- [Selected excerpt]:
▶

To park or not to park

Published 7:56 pm Saturday, December 13, 2014

AHOSKIE – The town of Ahoskie will continue to enforce its ordinance prohibiting the parking of tractor-trailer trucks in residential districts, and one family-owned trucking business may also continue to park their semi in their back yard.

For now.

At their monthly December meeting on Tuesday the Town Council agreed to let an Ahoskie-based trucking company continue to park their semi at their residence on their property near the US-13 Business truck route.

But parking the large vehicle in a residential area constitutes a violation of a section of the Town Ordinance (Sec. 38-139) which prohibits the parking of a truck of that capacity in a residential area; definitely not on the street and, if enforced, not even at the residence.

During the public input period La’Shanda Bishop told Council that the truck in question is part of their family business.

“This isn’t a truck my husband drives for someone else, this is a truck that we own as a business listed with Hertford County as a business,” Bishop said.

Bishop said she understood the law being written in the 1970’s to prevent trucks from being parked along the highway.

◀

- [Jobs]:
A. Please rewrite the passage of the truck parking article starting at "At their monthly" and ending at "along the highway.", with "semi" changed to "tractor-trailer".
B. Answer these questions from the truck parking article:
(i) Which section of the Town Ordinance bans parking a truck of that capacity in a residential area?
(ii) Who spoke to the Council during the public input period?
(iii) In what decade did that speaker understand the law to have been written?
C. Shorten the paragraph of the truck parking article that begins "At their monthly December meeting" while keeping its main facts.
The entries that follow have no connection to the article on truck parking in Ahoskie.

- [Records provided]:
▶

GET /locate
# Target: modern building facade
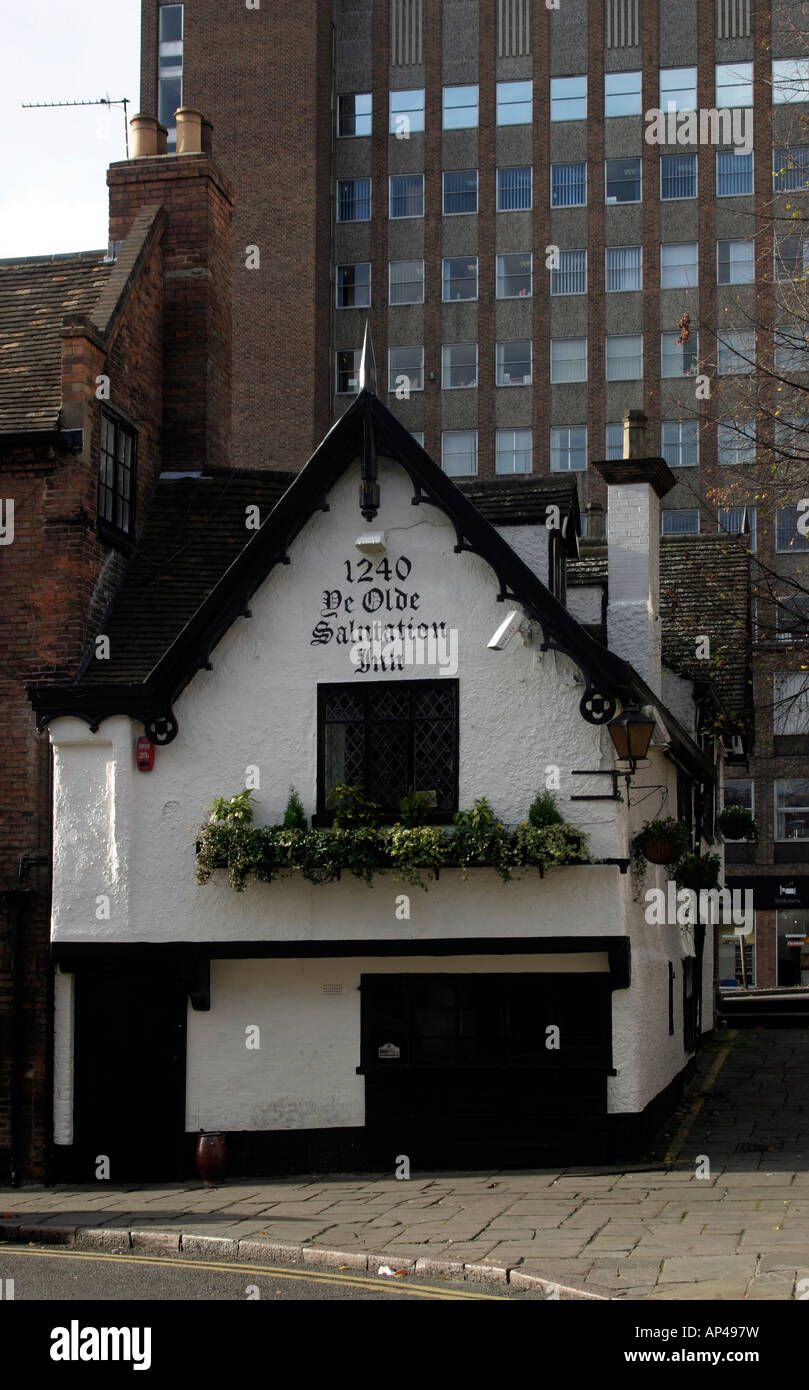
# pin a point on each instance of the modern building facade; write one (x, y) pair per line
(515, 195)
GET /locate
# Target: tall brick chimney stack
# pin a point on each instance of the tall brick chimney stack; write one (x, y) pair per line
(198, 281)
(635, 485)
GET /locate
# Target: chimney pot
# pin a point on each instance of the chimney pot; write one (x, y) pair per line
(635, 434)
(188, 129)
(145, 136)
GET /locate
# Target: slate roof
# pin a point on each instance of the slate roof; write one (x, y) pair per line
(515, 501)
(704, 591)
(146, 690)
(35, 296)
(193, 531)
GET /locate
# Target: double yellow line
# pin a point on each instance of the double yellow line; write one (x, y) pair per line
(399, 1286)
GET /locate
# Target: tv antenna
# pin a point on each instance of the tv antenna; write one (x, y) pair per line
(102, 100)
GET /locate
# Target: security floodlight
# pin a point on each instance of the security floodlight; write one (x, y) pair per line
(505, 633)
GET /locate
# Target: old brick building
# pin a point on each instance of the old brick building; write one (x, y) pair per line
(480, 180)
(116, 367)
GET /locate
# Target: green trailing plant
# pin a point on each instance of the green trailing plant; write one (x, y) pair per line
(409, 852)
(649, 841)
(295, 815)
(235, 809)
(414, 809)
(697, 872)
(544, 811)
(352, 806)
(737, 823)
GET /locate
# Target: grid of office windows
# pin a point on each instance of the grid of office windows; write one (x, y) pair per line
(460, 192)
(513, 363)
(569, 99)
(567, 359)
(569, 185)
(736, 442)
(515, 103)
(406, 195)
(788, 537)
(681, 444)
(459, 452)
(790, 167)
(624, 356)
(680, 521)
(677, 177)
(513, 451)
(353, 285)
(355, 114)
(459, 366)
(569, 449)
(623, 181)
(406, 113)
(569, 273)
(515, 275)
(738, 521)
(460, 277)
(405, 370)
(515, 189)
(353, 200)
(734, 173)
(406, 282)
(460, 107)
(624, 268)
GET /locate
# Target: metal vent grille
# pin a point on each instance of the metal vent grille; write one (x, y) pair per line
(406, 32)
(513, 28)
(623, 24)
(733, 18)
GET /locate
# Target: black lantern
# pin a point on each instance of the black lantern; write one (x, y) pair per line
(631, 734)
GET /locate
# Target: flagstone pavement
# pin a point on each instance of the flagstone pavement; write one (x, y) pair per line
(717, 1209)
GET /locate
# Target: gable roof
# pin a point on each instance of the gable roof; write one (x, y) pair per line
(367, 430)
(35, 296)
(704, 591)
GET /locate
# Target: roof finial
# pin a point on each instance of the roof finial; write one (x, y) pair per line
(367, 374)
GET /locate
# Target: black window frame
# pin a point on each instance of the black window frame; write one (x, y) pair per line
(107, 526)
(364, 690)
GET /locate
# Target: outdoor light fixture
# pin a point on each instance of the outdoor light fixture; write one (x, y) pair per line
(631, 734)
(373, 542)
(508, 628)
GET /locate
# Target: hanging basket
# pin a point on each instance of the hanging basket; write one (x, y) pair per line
(660, 851)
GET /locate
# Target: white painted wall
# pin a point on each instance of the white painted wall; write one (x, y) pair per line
(634, 630)
(303, 1073)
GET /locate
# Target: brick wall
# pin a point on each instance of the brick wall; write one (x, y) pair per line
(267, 89)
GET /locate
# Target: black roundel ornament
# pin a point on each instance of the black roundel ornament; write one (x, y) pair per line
(161, 730)
(595, 706)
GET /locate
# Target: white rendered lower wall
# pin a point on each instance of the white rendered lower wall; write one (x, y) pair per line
(303, 1073)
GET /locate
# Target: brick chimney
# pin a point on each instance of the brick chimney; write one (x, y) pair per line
(198, 281)
(635, 485)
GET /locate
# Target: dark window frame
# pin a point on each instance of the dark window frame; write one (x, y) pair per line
(107, 524)
(363, 691)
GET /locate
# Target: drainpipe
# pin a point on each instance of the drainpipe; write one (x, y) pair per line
(14, 900)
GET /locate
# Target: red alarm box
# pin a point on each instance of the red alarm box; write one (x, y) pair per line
(145, 754)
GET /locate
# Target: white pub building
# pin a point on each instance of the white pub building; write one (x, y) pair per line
(330, 1015)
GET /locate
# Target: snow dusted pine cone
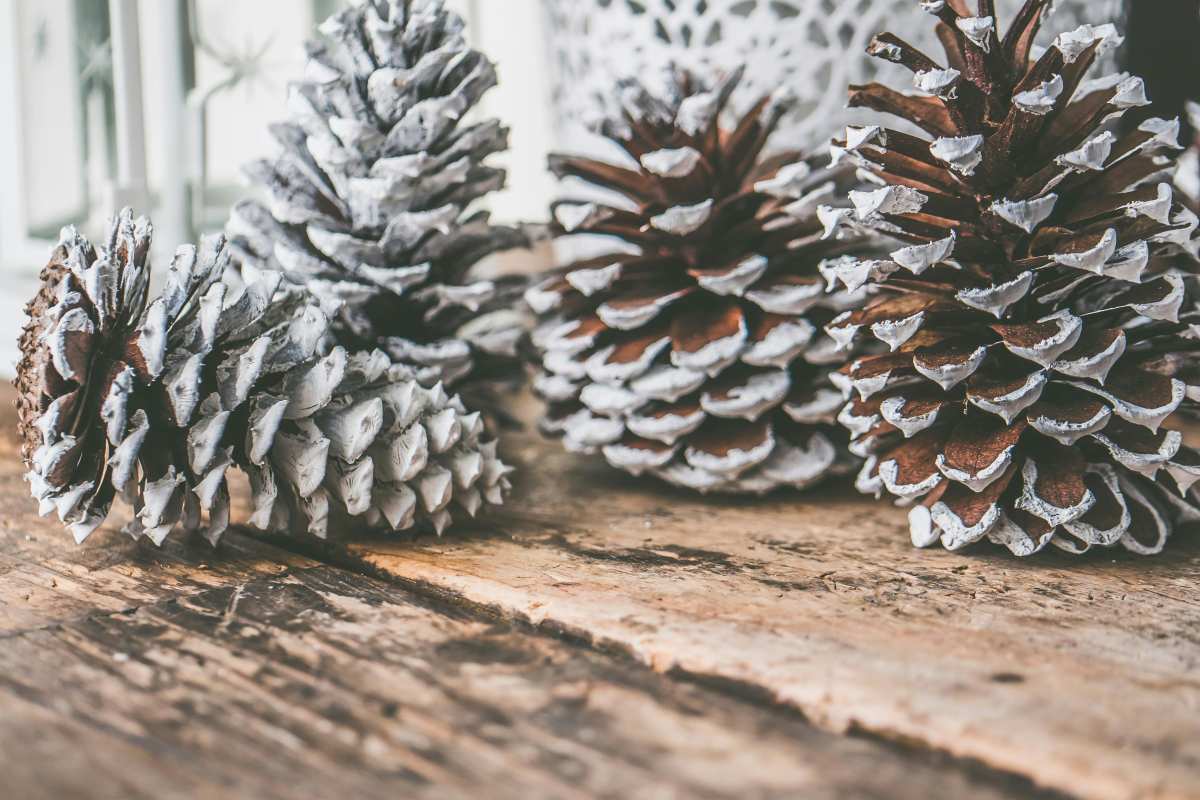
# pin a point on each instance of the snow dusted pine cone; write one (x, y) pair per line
(369, 196)
(157, 401)
(695, 353)
(1033, 311)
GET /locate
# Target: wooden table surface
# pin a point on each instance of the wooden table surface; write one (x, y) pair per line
(600, 637)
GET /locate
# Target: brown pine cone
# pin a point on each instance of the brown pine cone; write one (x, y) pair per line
(1033, 308)
(695, 350)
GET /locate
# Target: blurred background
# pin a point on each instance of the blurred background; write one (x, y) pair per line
(159, 103)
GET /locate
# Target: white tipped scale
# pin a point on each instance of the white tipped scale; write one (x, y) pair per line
(1067, 432)
(667, 428)
(265, 416)
(181, 380)
(996, 299)
(855, 274)
(555, 389)
(1090, 156)
(1042, 98)
(739, 278)
(952, 374)
(735, 461)
(610, 400)
(889, 473)
(978, 30)
(313, 389)
(352, 483)
(781, 344)
(1164, 133)
(1096, 365)
(1073, 43)
(114, 410)
(786, 299)
(1026, 215)
(922, 530)
(833, 218)
(1147, 417)
(589, 431)
(760, 392)
(1090, 533)
(955, 534)
(628, 318)
(937, 82)
(683, 220)
(1066, 335)
(637, 459)
(600, 368)
(467, 467)
(892, 409)
(1131, 92)
(352, 428)
(1008, 407)
(403, 456)
(960, 154)
(1143, 463)
(444, 429)
(124, 461)
(918, 258)
(895, 332)
(301, 457)
(592, 281)
(397, 503)
(575, 216)
(264, 493)
(1043, 507)
(1159, 209)
(204, 439)
(789, 182)
(677, 162)
(151, 340)
(821, 408)
(1093, 258)
(715, 355)
(1168, 307)
(1128, 263)
(984, 476)
(888, 199)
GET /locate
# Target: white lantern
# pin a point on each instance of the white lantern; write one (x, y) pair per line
(815, 47)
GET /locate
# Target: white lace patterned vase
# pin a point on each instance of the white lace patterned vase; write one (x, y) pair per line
(816, 47)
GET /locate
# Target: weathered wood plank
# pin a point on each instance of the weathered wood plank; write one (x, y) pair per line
(1079, 673)
(327, 684)
(45, 578)
(129, 672)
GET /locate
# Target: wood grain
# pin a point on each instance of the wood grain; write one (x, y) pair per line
(129, 672)
(1083, 674)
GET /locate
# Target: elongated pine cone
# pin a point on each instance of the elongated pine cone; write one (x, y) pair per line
(1033, 311)
(369, 196)
(695, 353)
(157, 401)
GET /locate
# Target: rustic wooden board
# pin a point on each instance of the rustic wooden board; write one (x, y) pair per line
(1083, 674)
(129, 672)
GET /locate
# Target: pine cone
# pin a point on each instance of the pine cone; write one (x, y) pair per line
(160, 400)
(370, 194)
(1032, 313)
(695, 353)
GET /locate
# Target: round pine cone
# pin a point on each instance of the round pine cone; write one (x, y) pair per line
(696, 352)
(369, 196)
(1032, 312)
(159, 400)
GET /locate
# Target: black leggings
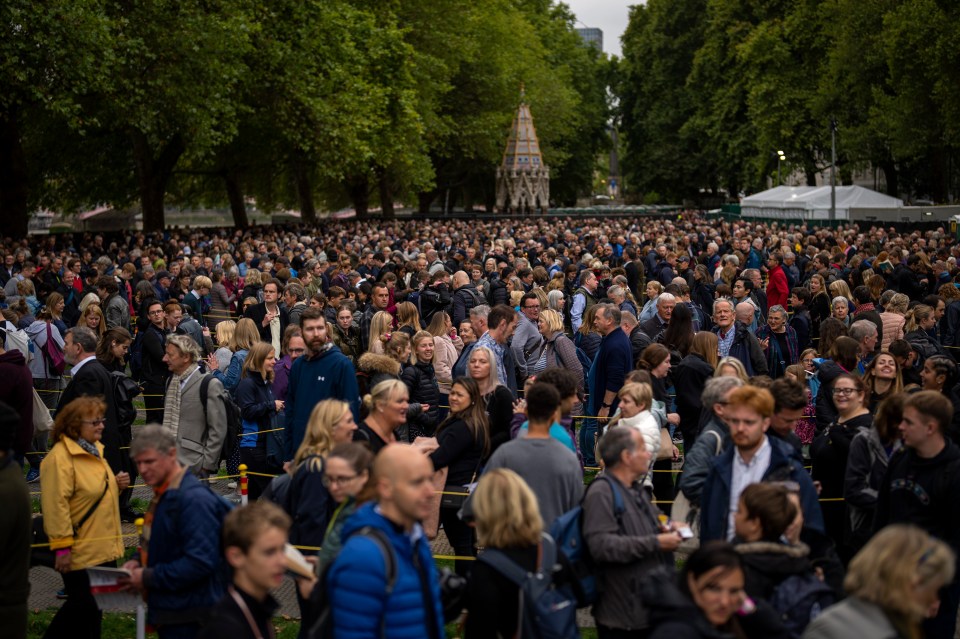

◀

- [Answers for the tasks]:
A.
At their monthly December meeting on Tuesday the Town Council agreed to let an Ahoskie-based trucking company continue to park their tractor-trailer at their residence on their property near the US-13 Business truck route.

But parking the large vehicle in a residential area constitutes a violation of a section of the Town Ordinance (Sec. 38-139) which prohibits the parking of a truck of that capacity in a residential area; definitely not on the street and, if enforced, not even at the residence.

During the public input period La’Shanda Bishop told Council that the truck in question is part of their family business.

“This isn’t a truck my husband drives for someone else, this is a truck that we own as a business listed with Hertford County as a business,” Bishop said.

Bishop said she understood the law being written in the 1970’s to prevent trucks from being parked along the highway.

B.
(i) Sec. 38-139
(ii) La'Shanda Bishop
(iii) The 1970's

C. At its monthly December meeting on Tuesday, the Town Council let an Ahoskie-based trucking company keep parking its semi at the owners' residence, on their property near the US-13 Business truck route.